→ **EXERCISE OBJECTIVE**
Print every one of the following items line for line, with no character changed.

- - - - - - -

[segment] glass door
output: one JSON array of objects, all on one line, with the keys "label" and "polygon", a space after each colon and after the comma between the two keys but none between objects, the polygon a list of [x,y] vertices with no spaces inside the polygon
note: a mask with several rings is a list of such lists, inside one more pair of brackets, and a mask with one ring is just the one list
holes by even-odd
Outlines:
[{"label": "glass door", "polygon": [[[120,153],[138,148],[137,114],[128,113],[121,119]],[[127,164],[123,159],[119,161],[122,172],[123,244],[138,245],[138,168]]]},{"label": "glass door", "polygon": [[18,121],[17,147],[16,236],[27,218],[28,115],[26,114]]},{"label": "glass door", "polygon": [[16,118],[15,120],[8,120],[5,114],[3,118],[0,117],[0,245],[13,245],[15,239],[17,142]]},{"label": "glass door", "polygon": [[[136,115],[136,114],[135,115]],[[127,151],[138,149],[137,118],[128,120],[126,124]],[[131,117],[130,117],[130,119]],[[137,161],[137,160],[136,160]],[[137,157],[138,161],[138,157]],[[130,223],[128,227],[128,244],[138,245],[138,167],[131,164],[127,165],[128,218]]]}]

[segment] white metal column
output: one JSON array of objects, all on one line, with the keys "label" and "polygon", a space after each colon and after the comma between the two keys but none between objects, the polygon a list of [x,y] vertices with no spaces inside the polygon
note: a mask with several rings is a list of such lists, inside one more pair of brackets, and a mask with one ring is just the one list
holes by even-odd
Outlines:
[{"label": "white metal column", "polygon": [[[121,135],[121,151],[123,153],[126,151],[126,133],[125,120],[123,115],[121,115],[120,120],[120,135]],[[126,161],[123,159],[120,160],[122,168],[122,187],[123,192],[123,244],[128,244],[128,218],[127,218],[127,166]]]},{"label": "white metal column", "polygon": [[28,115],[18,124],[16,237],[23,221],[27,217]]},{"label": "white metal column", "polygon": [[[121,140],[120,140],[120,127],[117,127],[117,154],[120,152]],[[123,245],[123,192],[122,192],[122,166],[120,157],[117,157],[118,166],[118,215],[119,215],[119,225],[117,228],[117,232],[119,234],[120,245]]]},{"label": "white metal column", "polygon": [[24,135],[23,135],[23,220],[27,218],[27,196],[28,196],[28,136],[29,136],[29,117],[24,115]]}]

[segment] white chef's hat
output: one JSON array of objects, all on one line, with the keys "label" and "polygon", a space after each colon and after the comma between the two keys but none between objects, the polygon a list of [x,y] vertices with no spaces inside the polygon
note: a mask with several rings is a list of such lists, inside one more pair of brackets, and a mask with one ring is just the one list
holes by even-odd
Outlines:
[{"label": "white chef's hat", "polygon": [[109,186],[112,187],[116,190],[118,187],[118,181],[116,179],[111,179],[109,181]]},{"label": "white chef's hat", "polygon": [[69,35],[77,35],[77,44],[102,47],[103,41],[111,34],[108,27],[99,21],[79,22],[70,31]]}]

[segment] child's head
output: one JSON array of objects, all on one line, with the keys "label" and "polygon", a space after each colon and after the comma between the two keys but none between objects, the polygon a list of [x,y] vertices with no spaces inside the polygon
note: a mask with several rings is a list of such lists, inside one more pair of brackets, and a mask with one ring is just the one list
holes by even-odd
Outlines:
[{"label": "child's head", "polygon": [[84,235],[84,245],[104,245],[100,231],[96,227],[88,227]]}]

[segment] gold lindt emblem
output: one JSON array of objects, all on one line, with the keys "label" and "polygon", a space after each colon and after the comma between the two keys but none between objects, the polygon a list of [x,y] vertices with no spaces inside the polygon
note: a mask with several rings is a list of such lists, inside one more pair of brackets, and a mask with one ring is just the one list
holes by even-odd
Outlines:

- - - - - - -

→ **CORRECT RESULT**
[segment] glass door
output: one JSON array of objects, all on one line, with the keys "label" and "polygon", a space after each colon and after the comma between the two keys but none between objects, the polygon a list of [x,y] vertices with no spaces inside the polygon
note: a mask with several rings is a list of such lists, inside one more pair of brackets, and a mask with one ring is just the one list
holes by even-odd
Outlines:
[{"label": "glass door", "polygon": [[[120,153],[138,148],[137,114],[128,113],[121,119]],[[127,164],[123,159],[119,161],[122,172],[123,244],[138,245],[138,168]]]},{"label": "glass door", "polygon": [[18,121],[17,147],[16,236],[27,218],[28,115],[26,114]]},{"label": "glass door", "polygon": [[16,118],[15,120],[8,120],[5,114],[3,118],[0,117],[0,245],[13,245],[15,239],[17,142]]},{"label": "glass door", "polygon": [[[136,115],[136,114],[135,115]],[[127,151],[138,149],[137,118],[128,120],[126,124]],[[131,117],[130,117],[130,119]],[[137,161],[137,160],[136,160]],[[137,157],[138,161],[138,157]],[[130,223],[128,227],[128,244],[138,245],[138,167],[131,164],[127,165],[128,218]]]}]

[segment] white metal column
output: one JSON array of objects, all on one line, with the keys "label" and "polygon", a space after each colon and after the comma between the two keys but none between objects, the polygon a list of [x,y] vertices with no spaces inside the polygon
note: a mask with several rings is a list of such lists, inside one more pair of brackets, and a mask with one ring is just the one list
holes by even-odd
Outlines:
[{"label": "white metal column", "polygon": [[[121,135],[121,151],[123,153],[126,151],[126,133],[125,120],[123,115],[121,115],[120,120],[120,135]],[[126,161],[123,159],[120,160],[122,168],[122,187],[123,192],[123,244],[128,244],[128,218],[127,218],[127,166]]]},{"label": "white metal column", "polygon": [[28,115],[18,124],[16,237],[23,221],[27,217]]},{"label": "white metal column", "polygon": [[[121,140],[120,140],[120,127],[117,127],[117,154],[120,152]],[[123,245],[123,192],[122,192],[122,166],[120,157],[117,157],[118,166],[118,215],[119,215],[119,225],[117,228],[117,232],[119,234],[120,245]]]},{"label": "white metal column", "polygon": [[24,135],[23,135],[23,220],[27,218],[27,196],[28,196],[28,136],[29,136],[29,117],[24,115]]}]

[segment] white chef's hat
output: one JSON array of objects, all on one line, with the keys "label" and "polygon", a space after each colon and after the comma between the two keys but none between objects, the polygon a list of [x,y] vertices with no spaces inside the polygon
note: a mask with several rings is a list of such lists, inside one more pair of brackets, and a mask with one ring is just the one list
holes by even-odd
Outlines:
[{"label": "white chef's hat", "polygon": [[109,186],[112,187],[116,190],[118,187],[118,181],[116,179],[111,179],[109,181]]},{"label": "white chef's hat", "polygon": [[69,35],[77,35],[77,44],[102,47],[103,41],[111,34],[108,27],[99,21],[79,22],[70,31]]}]

[segment] child's head
output: one JSON array of objects, all on one line, with the keys "label" and "polygon", a space after each colon and after the comma between the two keys but none between objects, the polygon a list of [x,y] vertices with no spaces inside the polygon
note: a mask with several rings is a list of such lists, inside one more pair of brackets, and a mask with one ring is just the one list
holes by even-odd
Outlines:
[{"label": "child's head", "polygon": [[84,235],[84,245],[104,245],[100,231],[96,227],[88,227]]}]

[segment] gold lindt emblem
output: one JSON array of objects, all on one line, with the keys "label" and "polygon", a space after each colon and after the comma between the two keys but none between objects, the polygon a list of [x,y] vertices with no spaces inside the polygon
note: a mask with several rings is a list of such lists, inside one more pair of brackets, and a mask with one ring is just the one list
holes by even-odd
Outlines:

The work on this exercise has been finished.